Set the following entries down again exactly, line by line.

--*--

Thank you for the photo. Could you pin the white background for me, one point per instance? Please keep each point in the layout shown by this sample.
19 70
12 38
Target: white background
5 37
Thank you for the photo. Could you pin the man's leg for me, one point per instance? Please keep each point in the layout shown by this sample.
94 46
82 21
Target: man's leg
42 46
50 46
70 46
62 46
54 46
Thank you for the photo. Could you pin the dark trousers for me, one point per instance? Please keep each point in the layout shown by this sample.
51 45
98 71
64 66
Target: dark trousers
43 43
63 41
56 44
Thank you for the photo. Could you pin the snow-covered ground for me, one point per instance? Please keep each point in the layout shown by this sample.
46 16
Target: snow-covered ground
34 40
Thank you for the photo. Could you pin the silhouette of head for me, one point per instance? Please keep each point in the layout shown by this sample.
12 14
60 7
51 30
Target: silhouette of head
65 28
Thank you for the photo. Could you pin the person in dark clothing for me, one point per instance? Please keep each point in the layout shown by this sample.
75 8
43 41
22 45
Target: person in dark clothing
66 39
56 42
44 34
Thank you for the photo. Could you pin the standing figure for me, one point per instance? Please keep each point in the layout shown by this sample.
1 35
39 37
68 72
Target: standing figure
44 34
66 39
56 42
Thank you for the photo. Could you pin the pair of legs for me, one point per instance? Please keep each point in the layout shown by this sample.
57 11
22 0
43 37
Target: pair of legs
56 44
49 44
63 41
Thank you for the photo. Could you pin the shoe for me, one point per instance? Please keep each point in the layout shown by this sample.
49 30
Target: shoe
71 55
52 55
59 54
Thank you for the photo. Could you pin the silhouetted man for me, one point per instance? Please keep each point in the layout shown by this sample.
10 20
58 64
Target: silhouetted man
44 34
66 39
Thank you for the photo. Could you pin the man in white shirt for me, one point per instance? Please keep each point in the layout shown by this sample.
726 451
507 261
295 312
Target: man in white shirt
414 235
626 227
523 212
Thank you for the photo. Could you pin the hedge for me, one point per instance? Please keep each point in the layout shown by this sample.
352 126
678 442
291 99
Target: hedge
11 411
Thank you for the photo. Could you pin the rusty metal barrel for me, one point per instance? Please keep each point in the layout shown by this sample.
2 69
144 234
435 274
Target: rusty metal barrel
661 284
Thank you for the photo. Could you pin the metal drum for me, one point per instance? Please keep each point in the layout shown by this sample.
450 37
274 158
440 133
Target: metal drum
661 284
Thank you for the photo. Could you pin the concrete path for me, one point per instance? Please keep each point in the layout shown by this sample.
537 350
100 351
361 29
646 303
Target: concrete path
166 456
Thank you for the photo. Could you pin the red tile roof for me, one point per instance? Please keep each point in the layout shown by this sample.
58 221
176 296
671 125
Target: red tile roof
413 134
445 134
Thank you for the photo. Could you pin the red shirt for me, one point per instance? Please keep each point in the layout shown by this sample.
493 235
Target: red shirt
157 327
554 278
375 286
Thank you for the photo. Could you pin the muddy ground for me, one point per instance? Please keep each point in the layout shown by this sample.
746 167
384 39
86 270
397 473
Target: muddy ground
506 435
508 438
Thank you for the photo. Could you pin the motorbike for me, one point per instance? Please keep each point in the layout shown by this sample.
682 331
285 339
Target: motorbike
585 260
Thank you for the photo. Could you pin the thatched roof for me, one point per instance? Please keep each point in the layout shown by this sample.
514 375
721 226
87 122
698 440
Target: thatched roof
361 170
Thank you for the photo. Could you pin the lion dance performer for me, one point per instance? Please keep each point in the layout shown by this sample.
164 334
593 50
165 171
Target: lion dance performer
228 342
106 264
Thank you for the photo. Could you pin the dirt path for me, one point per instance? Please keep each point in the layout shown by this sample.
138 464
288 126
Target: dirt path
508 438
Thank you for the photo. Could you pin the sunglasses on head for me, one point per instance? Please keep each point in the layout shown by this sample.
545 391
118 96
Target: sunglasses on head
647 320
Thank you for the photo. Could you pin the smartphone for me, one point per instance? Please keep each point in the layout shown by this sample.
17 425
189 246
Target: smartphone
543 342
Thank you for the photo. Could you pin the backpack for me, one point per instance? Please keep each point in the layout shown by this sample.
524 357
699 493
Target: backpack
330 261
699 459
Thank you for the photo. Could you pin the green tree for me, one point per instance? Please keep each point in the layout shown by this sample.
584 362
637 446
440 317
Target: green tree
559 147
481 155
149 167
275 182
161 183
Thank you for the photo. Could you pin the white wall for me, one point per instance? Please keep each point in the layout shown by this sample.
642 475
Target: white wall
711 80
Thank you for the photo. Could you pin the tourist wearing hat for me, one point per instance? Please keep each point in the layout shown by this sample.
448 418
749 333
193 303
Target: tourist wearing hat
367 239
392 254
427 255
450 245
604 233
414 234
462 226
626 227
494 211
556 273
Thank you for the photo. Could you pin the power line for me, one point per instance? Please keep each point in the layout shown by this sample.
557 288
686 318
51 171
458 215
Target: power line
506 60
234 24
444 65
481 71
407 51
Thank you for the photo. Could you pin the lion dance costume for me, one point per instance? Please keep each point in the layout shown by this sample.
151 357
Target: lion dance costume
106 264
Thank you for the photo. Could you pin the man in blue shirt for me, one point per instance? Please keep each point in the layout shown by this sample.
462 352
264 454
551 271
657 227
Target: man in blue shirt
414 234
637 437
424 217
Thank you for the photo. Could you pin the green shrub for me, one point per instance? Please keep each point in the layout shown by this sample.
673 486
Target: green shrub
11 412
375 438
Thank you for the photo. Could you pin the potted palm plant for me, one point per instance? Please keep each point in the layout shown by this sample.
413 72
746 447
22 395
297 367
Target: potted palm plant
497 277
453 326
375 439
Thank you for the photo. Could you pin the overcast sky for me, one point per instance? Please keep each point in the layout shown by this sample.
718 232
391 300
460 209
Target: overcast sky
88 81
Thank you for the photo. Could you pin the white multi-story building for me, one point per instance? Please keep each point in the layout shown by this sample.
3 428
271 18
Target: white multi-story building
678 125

--*--

Solution to the exercise:
Thank you for the photo. Could you pin the white background for me, one point per instance? Please keep each point in the layout shown by this sample.
19 70
12 38
Target: white background
5 37
Thank you for the photo. Could you pin the man's leg for me, one point per instance? Please keep each point in the layout shown by this sample.
94 46
82 21
Target: man's leg
42 46
50 46
70 46
62 46
54 46
Thank you for the photo. Could you pin the dark trousers for me, one point per instance? Please keep each point in the layout shown by this sample.
51 45
98 71
64 66
Target: dark trousers
43 43
63 41
56 44
Thank you for the photo. Could you pin the snow-covered ground for me, one point per instance? Please keep each point in the layout shown by this sample.
46 16
Target: snow-covered ground
34 40
Thank you for the photo. Could you pin the silhouette of head for me, one point per instance? Please keep each point in the layout shown by this sample.
12 14
60 7
51 30
Target: silhouette of head
65 28
Thank you for the photo. Could you pin the person in dark clothing for me, one point per instance? Please keep each point in the layout shown by this sample.
75 8
43 41
22 45
Target: person in dark clothing
66 39
56 42
44 34
Thank you for the photo. Could you pin the standing figure for me, one point per instance? Please keep each point in the layout shown by this sample.
1 35
39 37
68 72
Target: standing figure
44 34
66 39
56 42
Thank you for the photo. Could you pin the pair of legs for me, one point per instance? Please keep each point in the layout shown by this sample.
57 11
22 0
43 37
Target: pair of legs
56 44
49 44
63 41
Thank you for the photo. Could you pin the shoe for me, one point per instance? Please keep each point in the layout shown by this sample.
49 30
Target: shoe
71 55
52 55
59 54
Thank you for the photo. Could you pin the silhouetted man for me, one point per instance? Please keep each point in the layout shown by this sample.
10 20
58 64
Target: silhouetted man
44 34
66 39
Thank you for the photo. Could you pin the man in white shirt for me, one point per instance? Please keep each point in the layout shown by this sample.
726 451
507 261
295 312
Target: man in white shirt
414 235
626 227
523 212
Thank you for the photo. Could you pin the hedge for me, one point per instance? Please keep each point in the layout shown by this sample.
352 126
678 442
291 99
Target: hedge
11 411
Thank you for the photo. Could you pin the rusty metal barrel for me, one point per instance? Please keep each point in the layout shown by this sample.
2 69
144 234
435 274
Target: rusty metal barrel
661 284
Thank you for the photo. Could you pin the metal drum for me, one point per instance? Please keep each point in the layout shown by this sample.
450 37
274 158
440 133
Target: metal drum
661 284
Thank you for the photo. Could you pin the concrete path for me, one point per instance? Please keep each point in the layout shown by this sample.
537 350
100 351
361 29
646 303
Target: concrete path
166 456
Thank you for the photo. Could you pin the red tile roof for me, one point per instance? Please keep each point in the layout shown by this sample.
58 221
176 296
671 125
Target: red tile roof
413 134
445 134
Thank you for the photo. Could you pin the red shirt for me, one point per instance? Please keep each point in the layout shown by this sample.
493 235
Target: red shirt
157 327
554 278
375 286
Thank you for the photo. Could you pin the muddy ground for me, one point per instance? Please keep each point in the layout shown by this sample.
746 167
384 39
86 270
397 473
Target: muddy ground
506 435
508 438
Thank you for the photo. Could you pin the motorbike for me, one point per instance? Please keep each point in the layout shown by this sample.
682 331
285 339
Target: motorbike
585 260
Thank you for the photo. Could you pin the thatched roof for me, one point per instance? Please keep each point in the layout shown by this sample.
514 375
721 226
87 122
698 440
Target: thatched roof
361 170
Thank you for the photo. Could you pin the lion dance performer for me, one point per instance? Please keep each point in the layout shown by this sample.
164 334
593 50
165 171
Target: lion dance performer
228 342
106 264
Thank you for the photo. Could you pin the dirt path for me, one point per instance? Please keep each point in the layout shown by this sample.
138 464
288 126
Target: dirt path
508 438
Thank you for the photo. Could you pin the sunglasses on head for me, one point per instance? Please keep each point in the layout shown by this sample.
545 391
118 96
Target: sunglasses on head
647 320
Thank you for the photo. Could you pin the smartphone for me, one point per instance? Please keep each point in the layout shown by this sample.
17 425
189 246
Target: smartphone
543 342
Thank you for the photo. Could you pin the backpack for me, one point per instance? Please keep each point in the layout shown by this sample.
524 357
699 493
Target: backpack
330 261
699 459
Thank you for the photo. Could you pin the green tree for me, one point per instance? Please keep each point in the layout shown by this sample.
584 362
637 446
440 317
Target: green tree
559 147
481 155
149 167
275 182
161 183
Thank you for the photo. Could you pin the white wall for me, one point per instance? Please keep each point in the layout shown by this sample.
642 475
Target: white wall
711 80
Thank you for the photo. Could you pin the tourist wearing hat for me, one point per instance? Please keep each point in the layout shown by this sample.
448 418
749 333
193 303
Target: tourist wearing hat
367 239
392 254
427 255
450 245
604 233
414 234
462 226
626 227
494 211
556 273
Thank you for the photo. Could you pin the power line for me, one point per instance? Please keep each point in the layout shown by this sample.
557 288
686 318
51 171
458 215
Target: power line
506 60
234 24
444 65
481 71
407 51
Thank you for the photo. Could you pin the lion dance costume for me, one point per instance? Please keep each point in the layout shown by this sample.
151 357
Target: lion dance costume
106 264
Thank you for the photo. Could you pin the man in blue shirt for me, one point per instance? Please keep each point in the layout shown by this sample.
462 352
264 454
551 271
657 227
Target: man in blue shirt
414 234
637 437
424 217
Thank you for the photo. Could you pin the green shrub for me, one point per instance? Please keep each point in the layout shown by this sample.
673 486
Target: green shrub
11 412
375 438
Thank you for the photo. Could you pin the potted palm plant for me, one point per instance? Please keep each point in the layout shown by this sample.
413 72
746 447
22 395
297 367
Target: potted palm plant
497 277
453 326
375 439
Thank you for the photo. Could you pin the overcast sky for me, one point per instance? Please keep each point in the layout shown by this sample.
718 232
391 300
460 209
Target: overcast sky
88 81
Thank you for the photo. Could you pin the white multi-story building for me, one point per instance? Please keep each point in the layout shown by this sample.
3 428
271 18
Target: white multi-story building
678 125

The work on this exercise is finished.